## What is being asked:
So that the copy matches the original, write out every entry exactly.

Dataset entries
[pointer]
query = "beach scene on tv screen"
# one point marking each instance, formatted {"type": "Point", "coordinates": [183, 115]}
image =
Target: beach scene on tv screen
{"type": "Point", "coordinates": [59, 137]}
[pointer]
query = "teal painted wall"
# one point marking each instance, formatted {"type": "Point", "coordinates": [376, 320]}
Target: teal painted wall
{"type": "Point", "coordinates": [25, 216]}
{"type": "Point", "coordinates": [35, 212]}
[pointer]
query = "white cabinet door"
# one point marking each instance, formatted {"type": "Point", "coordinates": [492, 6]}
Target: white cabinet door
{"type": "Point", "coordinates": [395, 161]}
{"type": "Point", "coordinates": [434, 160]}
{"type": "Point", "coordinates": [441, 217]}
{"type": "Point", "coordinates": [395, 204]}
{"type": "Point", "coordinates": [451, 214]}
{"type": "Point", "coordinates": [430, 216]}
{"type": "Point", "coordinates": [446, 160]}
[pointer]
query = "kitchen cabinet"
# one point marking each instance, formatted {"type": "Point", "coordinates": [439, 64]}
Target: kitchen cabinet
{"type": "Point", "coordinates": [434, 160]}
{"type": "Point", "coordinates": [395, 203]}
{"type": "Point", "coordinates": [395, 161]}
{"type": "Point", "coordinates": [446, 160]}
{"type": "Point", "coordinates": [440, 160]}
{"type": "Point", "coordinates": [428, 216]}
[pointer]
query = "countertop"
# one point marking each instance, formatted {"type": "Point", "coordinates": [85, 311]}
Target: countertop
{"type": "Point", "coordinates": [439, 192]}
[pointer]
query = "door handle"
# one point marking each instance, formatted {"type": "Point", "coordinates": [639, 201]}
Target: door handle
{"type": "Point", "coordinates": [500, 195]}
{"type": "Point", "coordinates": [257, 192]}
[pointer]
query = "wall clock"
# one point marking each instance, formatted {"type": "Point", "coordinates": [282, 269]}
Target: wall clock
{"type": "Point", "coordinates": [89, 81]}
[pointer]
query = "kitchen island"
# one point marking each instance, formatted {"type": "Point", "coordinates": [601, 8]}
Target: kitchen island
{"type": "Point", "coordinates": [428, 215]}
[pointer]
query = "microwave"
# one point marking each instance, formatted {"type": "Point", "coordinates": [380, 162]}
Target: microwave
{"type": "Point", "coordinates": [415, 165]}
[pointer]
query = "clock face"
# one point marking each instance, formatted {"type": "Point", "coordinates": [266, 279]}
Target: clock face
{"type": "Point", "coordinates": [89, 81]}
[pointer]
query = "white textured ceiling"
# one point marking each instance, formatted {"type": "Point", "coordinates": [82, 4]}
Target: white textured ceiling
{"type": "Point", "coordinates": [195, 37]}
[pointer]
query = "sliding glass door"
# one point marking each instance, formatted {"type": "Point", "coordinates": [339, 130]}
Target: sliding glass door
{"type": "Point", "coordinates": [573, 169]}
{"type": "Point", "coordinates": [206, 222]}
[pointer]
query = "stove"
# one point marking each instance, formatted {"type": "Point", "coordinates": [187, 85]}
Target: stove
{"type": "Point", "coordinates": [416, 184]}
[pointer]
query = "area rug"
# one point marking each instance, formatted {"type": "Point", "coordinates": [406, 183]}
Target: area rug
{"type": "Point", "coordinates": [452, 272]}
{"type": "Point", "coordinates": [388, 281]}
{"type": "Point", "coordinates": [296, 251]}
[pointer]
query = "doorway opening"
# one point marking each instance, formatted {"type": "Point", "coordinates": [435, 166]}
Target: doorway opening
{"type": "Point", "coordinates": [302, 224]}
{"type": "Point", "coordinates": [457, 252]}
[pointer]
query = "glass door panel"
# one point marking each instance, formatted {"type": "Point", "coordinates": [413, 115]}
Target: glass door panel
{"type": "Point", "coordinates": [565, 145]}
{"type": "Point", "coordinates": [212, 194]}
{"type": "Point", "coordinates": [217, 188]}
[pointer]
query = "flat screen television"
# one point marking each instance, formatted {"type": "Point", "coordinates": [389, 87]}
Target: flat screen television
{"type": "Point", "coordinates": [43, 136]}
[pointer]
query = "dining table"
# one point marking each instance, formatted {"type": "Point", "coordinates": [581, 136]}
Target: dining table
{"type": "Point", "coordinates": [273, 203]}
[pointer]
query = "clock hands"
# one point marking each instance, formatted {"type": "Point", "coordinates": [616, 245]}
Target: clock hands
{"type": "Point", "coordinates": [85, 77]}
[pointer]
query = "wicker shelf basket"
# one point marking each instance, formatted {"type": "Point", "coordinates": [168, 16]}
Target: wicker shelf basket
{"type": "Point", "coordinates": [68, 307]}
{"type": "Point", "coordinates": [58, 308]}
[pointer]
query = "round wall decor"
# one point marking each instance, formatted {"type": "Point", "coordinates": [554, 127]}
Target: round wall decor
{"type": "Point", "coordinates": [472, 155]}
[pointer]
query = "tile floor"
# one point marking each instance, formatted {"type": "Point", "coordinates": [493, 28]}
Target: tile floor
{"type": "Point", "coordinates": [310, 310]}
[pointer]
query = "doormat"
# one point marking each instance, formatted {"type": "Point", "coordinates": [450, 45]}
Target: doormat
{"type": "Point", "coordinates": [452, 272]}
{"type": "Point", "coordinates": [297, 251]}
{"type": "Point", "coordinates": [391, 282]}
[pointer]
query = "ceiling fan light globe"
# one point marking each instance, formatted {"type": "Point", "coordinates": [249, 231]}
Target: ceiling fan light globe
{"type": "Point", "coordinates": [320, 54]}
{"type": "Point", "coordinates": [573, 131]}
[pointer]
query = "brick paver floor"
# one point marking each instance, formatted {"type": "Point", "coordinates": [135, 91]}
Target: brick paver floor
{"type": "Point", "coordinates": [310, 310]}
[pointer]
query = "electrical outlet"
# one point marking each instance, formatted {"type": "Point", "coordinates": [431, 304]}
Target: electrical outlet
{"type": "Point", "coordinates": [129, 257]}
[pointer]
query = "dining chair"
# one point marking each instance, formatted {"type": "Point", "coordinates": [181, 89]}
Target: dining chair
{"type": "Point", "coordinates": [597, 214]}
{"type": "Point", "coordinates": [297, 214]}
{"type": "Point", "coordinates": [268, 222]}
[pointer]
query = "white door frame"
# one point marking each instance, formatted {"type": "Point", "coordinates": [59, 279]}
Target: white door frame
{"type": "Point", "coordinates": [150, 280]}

## Exercise solution:
[pointer]
query = "beach scene on tv screen"
# one point marking each instance, formatted {"type": "Point", "coordinates": [183, 115]}
image =
Target: beach scene on tv screen
{"type": "Point", "coordinates": [59, 137]}
[pointer]
query = "teal painted wall"
# one point marking each instance, formatted {"type": "Point", "coordinates": [376, 320]}
Target: teal painted wall
{"type": "Point", "coordinates": [25, 216]}
{"type": "Point", "coordinates": [35, 212]}
[pointer]
query = "white cabinet door"
# one point marking each instance, formatted {"type": "Point", "coordinates": [492, 6]}
Target: white cabinet door
{"type": "Point", "coordinates": [395, 161]}
{"type": "Point", "coordinates": [434, 160]}
{"type": "Point", "coordinates": [441, 217]}
{"type": "Point", "coordinates": [395, 204]}
{"type": "Point", "coordinates": [451, 214]}
{"type": "Point", "coordinates": [430, 216]}
{"type": "Point", "coordinates": [446, 160]}
[pointer]
query = "kitchen cabinet"
# one point marking each instance, formatted {"type": "Point", "coordinates": [439, 64]}
Target: kitchen cabinet
{"type": "Point", "coordinates": [434, 160]}
{"type": "Point", "coordinates": [395, 203]}
{"type": "Point", "coordinates": [395, 161]}
{"type": "Point", "coordinates": [446, 160]}
{"type": "Point", "coordinates": [440, 160]}
{"type": "Point", "coordinates": [428, 216]}
[pointer]
query = "countertop"
# one point marking each instance, formatted {"type": "Point", "coordinates": [85, 311]}
Target: countertop
{"type": "Point", "coordinates": [439, 192]}
[pointer]
query = "door handle"
# one point marking each instance, formatted {"type": "Point", "coordinates": [639, 201]}
Target: door handle
{"type": "Point", "coordinates": [500, 195]}
{"type": "Point", "coordinates": [257, 192]}
[pointer]
query = "wall clock"
# one point marking each instance, formatted {"type": "Point", "coordinates": [282, 269]}
Target: wall clock
{"type": "Point", "coordinates": [89, 81]}
[pointer]
query = "kitchen island"
# one point marking each instance, formatted {"type": "Point", "coordinates": [601, 8]}
Target: kitchen island
{"type": "Point", "coordinates": [428, 215]}
[pointer]
query = "microwave"
# one point marking each instance, formatted {"type": "Point", "coordinates": [380, 162]}
Target: microwave
{"type": "Point", "coordinates": [415, 165]}
[pointer]
query = "clock face"
# one point marking each instance, formatted {"type": "Point", "coordinates": [266, 279]}
Target: clock face
{"type": "Point", "coordinates": [89, 81]}
[pointer]
query = "white textured ceiling"
# one point marking each instance, formatted {"type": "Point", "coordinates": [82, 4]}
Target: white textured ceiling
{"type": "Point", "coordinates": [195, 37]}
[pointer]
query = "sliding glass door"
# one point marking each instance, formatted {"type": "Point", "coordinates": [339, 130]}
Target: sliding glass door
{"type": "Point", "coordinates": [573, 169]}
{"type": "Point", "coordinates": [206, 222]}
[pointer]
query = "stove"
# one point marking each instance, formatted {"type": "Point", "coordinates": [187, 85]}
Target: stove
{"type": "Point", "coordinates": [416, 184]}
[pointer]
query = "area rug"
# one point marking each instance, formatted {"type": "Point", "coordinates": [406, 183]}
Target: area rug
{"type": "Point", "coordinates": [452, 272]}
{"type": "Point", "coordinates": [388, 281]}
{"type": "Point", "coordinates": [296, 251]}
[pointer]
query = "doorway opening"
# one point marking each instance, formatted {"type": "Point", "coordinates": [435, 166]}
Target: doorway opening
{"type": "Point", "coordinates": [302, 224]}
{"type": "Point", "coordinates": [457, 252]}
[pointer]
query = "glass door panel"
# one point marking each instance, formatted {"type": "Point", "coordinates": [413, 115]}
Target: glass door panel
{"type": "Point", "coordinates": [565, 145]}
{"type": "Point", "coordinates": [212, 194]}
{"type": "Point", "coordinates": [217, 188]}
[pointer]
query = "flat screen television"
# one point marking each instance, formatted {"type": "Point", "coordinates": [389, 87]}
Target: flat screen television
{"type": "Point", "coordinates": [43, 136]}
[pointer]
query = "dining table"
# one point marking each instance, formatted {"type": "Point", "coordinates": [581, 136]}
Target: dining table
{"type": "Point", "coordinates": [273, 203]}
[pointer]
query = "clock hands"
# one point marking each instance, formatted {"type": "Point", "coordinates": [616, 245]}
Target: clock hands
{"type": "Point", "coordinates": [85, 77]}
[pointer]
query = "wicker shelf basket"
# one point marking each instance, formatted {"type": "Point", "coordinates": [168, 16]}
Target: wicker shelf basket
{"type": "Point", "coordinates": [68, 307]}
{"type": "Point", "coordinates": [58, 308]}
[pointer]
query = "round wall decor"
# one point marking each instance, formatted {"type": "Point", "coordinates": [554, 127]}
Target: round wall decor
{"type": "Point", "coordinates": [472, 155]}
[pointer]
query = "tile floor"
# one point marking each instance, formatted {"type": "Point", "coordinates": [493, 28]}
Target: tile floor
{"type": "Point", "coordinates": [310, 310]}
[pointer]
query = "doormat"
# one point marking each instance, formatted {"type": "Point", "coordinates": [450, 45]}
Target: doormat
{"type": "Point", "coordinates": [452, 272]}
{"type": "Point", "coordinates": [297, 251]}
{"type": "Point", "coordinates": [391, 282]}
[pointer]
query = "ceiling fan light globe"
# one point marking each instance, formatted {"type": "Point", "coordinates": [249, 231]}
Target: ceiling fan light globe
{"type": "Point", "coordinates": [320, 54]}
{"type": "Point", "coordinates": [573, 131]}
[pointer]
query = "brick paver floor"
# one point marking each instance, formatted {"type": "Point", "coordinates": [135, 91]}
Target: brick paver floor
{"type": "Point", "coordinates": [310, 310]}
[pointer]
query = "electrical outlet"
# one point marking each instance, formatted {"type": "Point", "coordinates": [431, 304]}
Target: electrical outlet
{"type": "Point", "coordinates": [129, 257]}
[pointer]
query = "dining chair"
# one point marking each instance, formatted {"type": "Point", "coordinates": [181, 89]}
Target: dining chair
{"type": "Point", "coordinates": [597, 214]}
{"type": "Point", "coordinates": [297, 214]}
{"type": "Point", "coordinates": [268, 222]}
[pointer]
query = "white door frame"
# one point marking each instance, formatted {"type": "Point", "coordinates": [59, 279]}
Target: white door frame
{"type": "Point", "coordinates": [150, 280]}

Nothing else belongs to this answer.